**TO BE DONE:**
Quote all of the lines below word for word, leaving out the pictures.
[Begin DATA FOR PROCESSING]
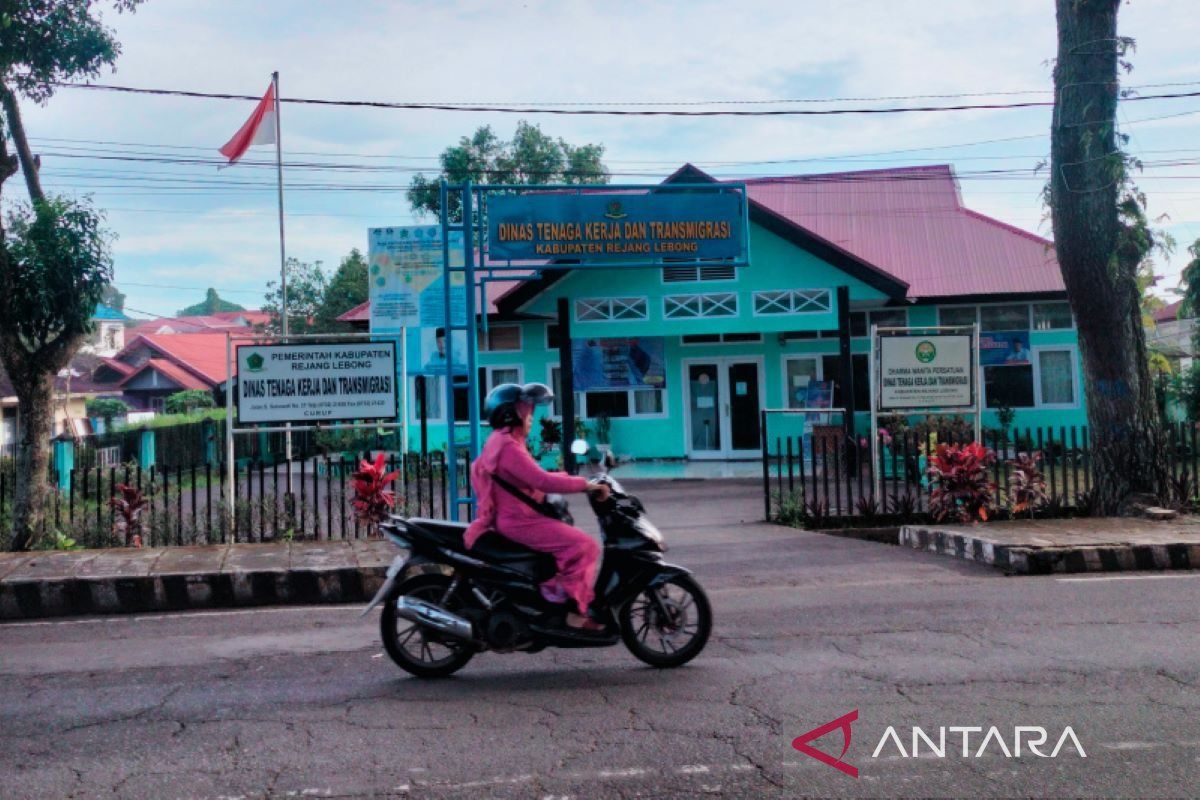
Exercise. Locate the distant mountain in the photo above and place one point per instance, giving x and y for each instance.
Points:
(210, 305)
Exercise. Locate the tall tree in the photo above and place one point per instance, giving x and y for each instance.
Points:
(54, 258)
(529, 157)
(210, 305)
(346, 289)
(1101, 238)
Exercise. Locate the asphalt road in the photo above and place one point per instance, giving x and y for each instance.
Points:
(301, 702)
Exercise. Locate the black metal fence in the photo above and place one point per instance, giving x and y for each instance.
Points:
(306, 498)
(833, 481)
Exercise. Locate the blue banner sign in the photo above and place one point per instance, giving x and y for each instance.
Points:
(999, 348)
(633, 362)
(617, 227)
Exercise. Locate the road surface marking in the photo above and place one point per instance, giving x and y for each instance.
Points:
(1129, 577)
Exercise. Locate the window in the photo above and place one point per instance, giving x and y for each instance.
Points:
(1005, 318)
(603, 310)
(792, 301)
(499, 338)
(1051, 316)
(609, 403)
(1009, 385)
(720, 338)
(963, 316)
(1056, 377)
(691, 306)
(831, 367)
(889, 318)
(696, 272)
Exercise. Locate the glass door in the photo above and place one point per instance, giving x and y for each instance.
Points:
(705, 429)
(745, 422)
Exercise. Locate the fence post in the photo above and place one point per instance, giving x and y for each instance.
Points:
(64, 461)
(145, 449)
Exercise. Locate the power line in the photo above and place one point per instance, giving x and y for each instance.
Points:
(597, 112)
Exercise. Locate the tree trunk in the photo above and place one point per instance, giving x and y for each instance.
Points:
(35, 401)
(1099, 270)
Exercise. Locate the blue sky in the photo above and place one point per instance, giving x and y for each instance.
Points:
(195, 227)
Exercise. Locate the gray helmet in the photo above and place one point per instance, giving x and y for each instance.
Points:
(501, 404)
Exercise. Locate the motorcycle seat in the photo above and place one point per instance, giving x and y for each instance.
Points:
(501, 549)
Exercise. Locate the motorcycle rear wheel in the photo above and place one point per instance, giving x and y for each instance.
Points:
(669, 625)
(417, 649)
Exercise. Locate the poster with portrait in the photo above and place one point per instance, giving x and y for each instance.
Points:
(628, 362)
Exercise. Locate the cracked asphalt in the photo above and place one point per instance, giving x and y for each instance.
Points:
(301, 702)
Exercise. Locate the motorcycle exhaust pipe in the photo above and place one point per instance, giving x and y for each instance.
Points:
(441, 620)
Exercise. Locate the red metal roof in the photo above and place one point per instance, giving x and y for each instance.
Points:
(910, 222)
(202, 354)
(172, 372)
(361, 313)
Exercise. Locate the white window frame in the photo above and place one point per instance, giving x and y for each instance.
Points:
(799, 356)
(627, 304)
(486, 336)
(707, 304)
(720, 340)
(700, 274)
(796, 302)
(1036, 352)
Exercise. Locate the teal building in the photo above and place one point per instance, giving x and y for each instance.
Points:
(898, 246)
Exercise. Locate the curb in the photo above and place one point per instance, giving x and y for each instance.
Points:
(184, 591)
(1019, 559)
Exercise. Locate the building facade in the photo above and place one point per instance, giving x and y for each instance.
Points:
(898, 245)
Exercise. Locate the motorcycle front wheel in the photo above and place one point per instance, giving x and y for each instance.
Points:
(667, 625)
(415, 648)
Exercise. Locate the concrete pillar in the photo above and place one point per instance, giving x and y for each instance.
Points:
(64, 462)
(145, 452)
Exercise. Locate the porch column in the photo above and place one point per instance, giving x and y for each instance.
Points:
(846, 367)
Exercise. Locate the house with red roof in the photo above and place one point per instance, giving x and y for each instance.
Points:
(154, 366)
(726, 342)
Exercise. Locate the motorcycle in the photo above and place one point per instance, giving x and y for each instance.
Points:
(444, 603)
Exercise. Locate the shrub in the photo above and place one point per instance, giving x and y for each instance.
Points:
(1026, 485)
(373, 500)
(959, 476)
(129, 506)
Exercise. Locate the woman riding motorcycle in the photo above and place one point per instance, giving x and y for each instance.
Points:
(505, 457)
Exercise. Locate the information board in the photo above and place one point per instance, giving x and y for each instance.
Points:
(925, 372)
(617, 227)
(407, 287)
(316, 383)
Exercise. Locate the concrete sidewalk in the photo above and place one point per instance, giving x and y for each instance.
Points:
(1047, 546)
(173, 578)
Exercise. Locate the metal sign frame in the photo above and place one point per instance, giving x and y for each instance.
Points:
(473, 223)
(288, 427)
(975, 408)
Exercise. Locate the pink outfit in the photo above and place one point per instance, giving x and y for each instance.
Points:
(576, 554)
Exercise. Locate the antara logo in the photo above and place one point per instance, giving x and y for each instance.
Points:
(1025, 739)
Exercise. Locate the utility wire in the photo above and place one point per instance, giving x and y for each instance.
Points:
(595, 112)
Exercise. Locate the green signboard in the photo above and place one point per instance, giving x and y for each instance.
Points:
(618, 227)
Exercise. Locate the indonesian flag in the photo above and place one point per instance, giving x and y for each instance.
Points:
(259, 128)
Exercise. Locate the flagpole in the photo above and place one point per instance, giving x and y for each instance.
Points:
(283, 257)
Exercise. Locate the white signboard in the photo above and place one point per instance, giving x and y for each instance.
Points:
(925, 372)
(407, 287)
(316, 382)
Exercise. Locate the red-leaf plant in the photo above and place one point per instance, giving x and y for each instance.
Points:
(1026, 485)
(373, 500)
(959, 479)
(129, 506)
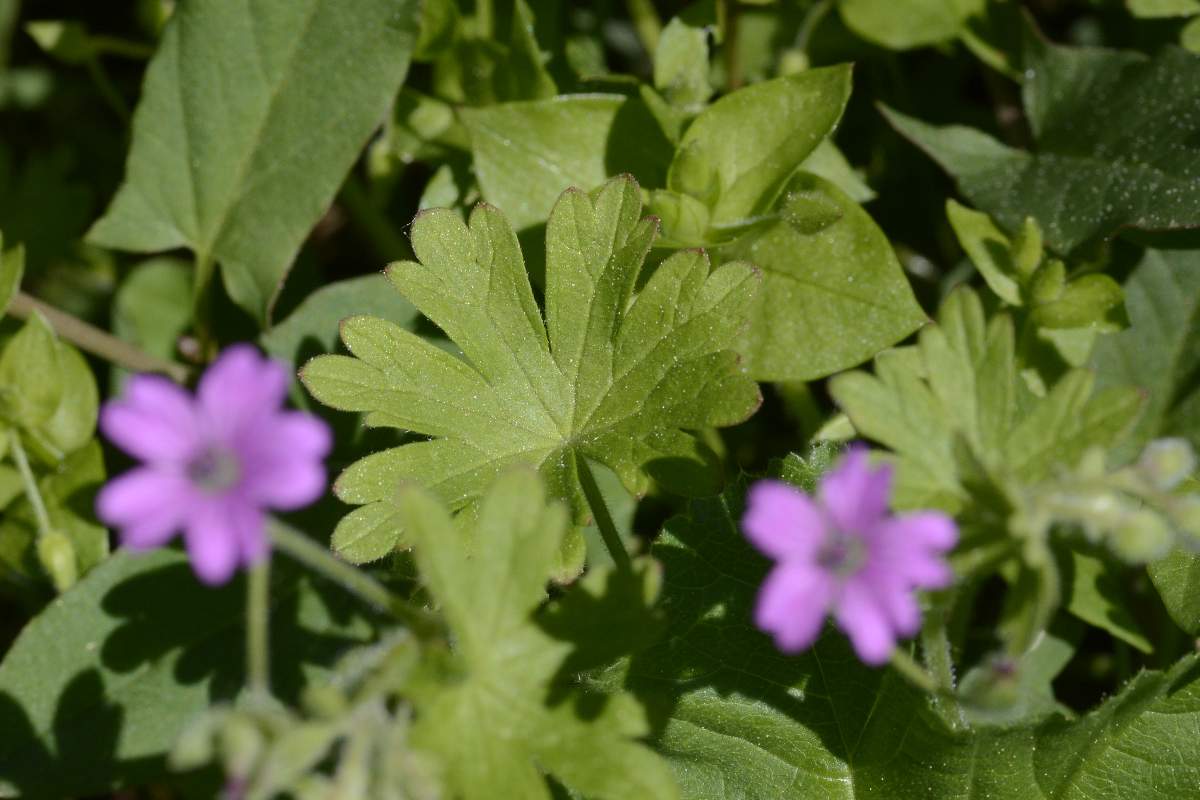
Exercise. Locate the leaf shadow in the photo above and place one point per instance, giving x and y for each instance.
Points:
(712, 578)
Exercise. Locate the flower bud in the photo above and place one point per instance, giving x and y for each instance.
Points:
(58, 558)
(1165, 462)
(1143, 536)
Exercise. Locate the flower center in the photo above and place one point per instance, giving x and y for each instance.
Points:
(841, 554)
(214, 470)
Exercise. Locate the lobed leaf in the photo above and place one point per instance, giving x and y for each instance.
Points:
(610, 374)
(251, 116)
[End DATA FOR PROCESSING]
**THE ANSWER:**
Exercise. Locate the distant mountain in the photo above and place one point per instance, giving x and y for each instance.
Points:
(210, 305)
Exercise. Locate the tall tree in the photo above and place one point per instance, giving x and y for each instance.
Points:
(54, 258)
(529, 157)
(210, 305)
(346, 289)
(1101, 238)
Exercise. Locate the asphalt road in the photo above and place one point per instance, giving x and y for each instance.
Points:
(301, 702)
Exercise. Locate the black metal fence in the photo above and place one point per instance, giving x and y for each instance.
Points:
(306, 498)
(833, 481)
Exercise. Locate the blue banner sign in the photo above and place one point per instance, giving x and y for each instance.
Points:
(999, 348)
(633, 362)
(617, 227)
Exercise. Locate the road surface marking in the photo above and place one point per instance, giving x and y for each instance.
Points:
(1129, 577)
Exercise. Locate the window in the photo above and place one point per instance, giving x and y for each instance.
Points:
(1005, 318)
(603, 310)
(792, 301)
(499, 338)
(1051, 316)
(609, 403)
(1009, 385)
(720, 338)
(963, 316)
(1056, 377)
(691, 306)
(831, 367)
(889, 318)
(696, 272)
Exercise. Locate the glass door in the photo above and place one point per instance, giving x and y for each instance.
Points:
(705, 429)
(745, 422)
Exercise. Locate the fence post in the photo above and place one point per instance, giving x and y for each instance.
Points:
(64, 461)
(145, 449)
Exercise. Locate the power line in the photo above and place one point per instance, giving x and y for each instance.
Points:
(597, 112)
Exercise. Locate the tree trunk in the photo above and place one point per instance, giving x and y for each instance.
Points:
(35, 401)
(1099, 270)
Exercise. Locate the blue sky in the photo above and place one point per instance, giving x and y for each instance.
Points:
(195, 227)
Exercise. Locate the gray helmet in the photo above and place one point per instance, giving x and y for each instance.
Points:
(501, 404)
Exercise. Locate the motorcycle seat in the photo above and place one point per instance, giving x and y for each instance.
Points:
(501, 549)
Exercise. Locate the motorcycle rear wheel in the photo above and place one point per instance, giving x and y for each instance.
Points:
(669, 625)
(417, 649)
Exercise. Locate the poster with portrait in the photo above and place one point per instance, giving x and y for each instance.
Points:
(628, 362)
Exercise. Locate the cracked asphalt in the photo above and place one point per instance, giving x and y for each instance.
Points:
(301, 702)
Exercise. Locate the motorcycle exhaust pipe in the photo above and place one point per instance, giving x and y for each instance.
Points:
(441, 620)
Exercise. Locate the red metal roof in the photo above and place one point per instance, giving x and y for each instance.
Points:
(910, 222)
(202, 354)
(172, 372)
(361, 313)
Exercise. Locate the white window frame in the photo above and place one point per instance, giving x and y for each instance.
Points:
(799, 356)
(627, 304)
(486, 336)
(707, 304)
(720, 340)
(700, 274)
(796, 302)
(1036, 352)
Exercise. Locate the teal building in the photo above and place one point per instance, giving x and y for each instance.
Points:
(898, 246)
Exercise. Locate the curb in the photo above and place one point per instance, giving x and y for each instance.
Points:
(184, 591)
(1019, 559)
Exercise. Locate the building facade in the photo above and place one point per instance, giving x and y for each instance.
Points:
(898, 245)
Exercise. Locate the motorcycle front wheel in the photo above and place one point per instance, giving x and y for each instance.
Points:
(667, 625)
(415, 648)
Exercise. Locate the concrete pillar in the photo above and place one point per instance, giving x and y for each instance.
Points:
(64, 462)
(145, 452)
Exercise. Locate the porch column in the photo above and place one point per instance, giving x and y for each instance.
Points:
(846, 367)
Exercise. Locate the house with red roof in the photo above and place one point per instance, giving x and y for each instance.
Points:
(154, 366)
(726, 342)
Exercise. Locate the motorcycle in the photo above and place one point per instance, giving x and y for each instance.
Points:
(444, 603)
Exercise. Locate the shrub in the photo above and place one point per instance, giving x and y for each instance.
Points:
(1026, 485)
(373, 500)
(959, 476)
(129, 506)
Exercise. Locate the woman riding motorcycle in the photo above and place one point per instance, giving x and y for each instance.
Points:
(505, 457)
Exercise. Locate the information board in the photo above and place one point per instance, giving x and y for each instance.
Points:
(925, 372)
(617, 227)
(407, 287)
(316, 383)
Exercise. Locate the concrete sidewalk in the photo above and place one point per instance, giving x and y for each instance.
Points:
(1047, 546)
(173, 578)
Exercise. Locate the metal sign frame in the photo above and place one point per instance, giving x and y for each instance.
Points:
(473, 223)
(288, 427)
(975, 408)
Exercise. Locate the pink outfit in the photo above and place one point per instance, giving x and y for each instance.
Points:
(576, 554)
Exercise. Locate the antara logo in the photo above and place one point per instance, giving x and y for each instance.
Points:
(1025, 739)
Exercise. Locate the utility wire in the photo above and place one point per instance, giving x and y for each instance.
Points:
(595, 112)
Exercise. Locate the green signboard in the photo above and place one point per instance, giving x and y for each instance.
Points:
(618, 227)
Exercise. Locate the indonesian flag in the photo above and place one point per instance, giving x and y for each instance.
Points:
(259, 128)
Exercise. Locate the flagpole in the photo above and place one point per instance, giving x and y for each instance.
Points:
(283, 257)
Exercise. Locate the white signboard in the photo above and place one point per instance, giving x and y for each instance.
Points:
(925, 372)
(407, 287)
(316, 382)
Exercise. Locate the red-leaf plant in the photo above and place one point per instance, giving x and y for each instance.
Points:
(1026, 485)
(373, 500)
(959, 479)
(129, 506)
Exercise. Locate the leaf shadow in the photo above and place one point per instance, giving x and y for each instance.
Points:
(712, 578)
Exercise. Locate the flower bud in the photo above and place one point per instance, giving x and y for each instance.
Points:
(58, 558)
(1165, 462)
(1143, 536)
Exercise. Locate the flower center in the photo above and place one point per instance, giving x and y for each instance.
Points:
(841, 554)
(214, 470)
Exercise. Locate the lobed leaf in the photo above and place one point per instance, giving x and y for each instance.
Points:
(610, 374)
(251, 116)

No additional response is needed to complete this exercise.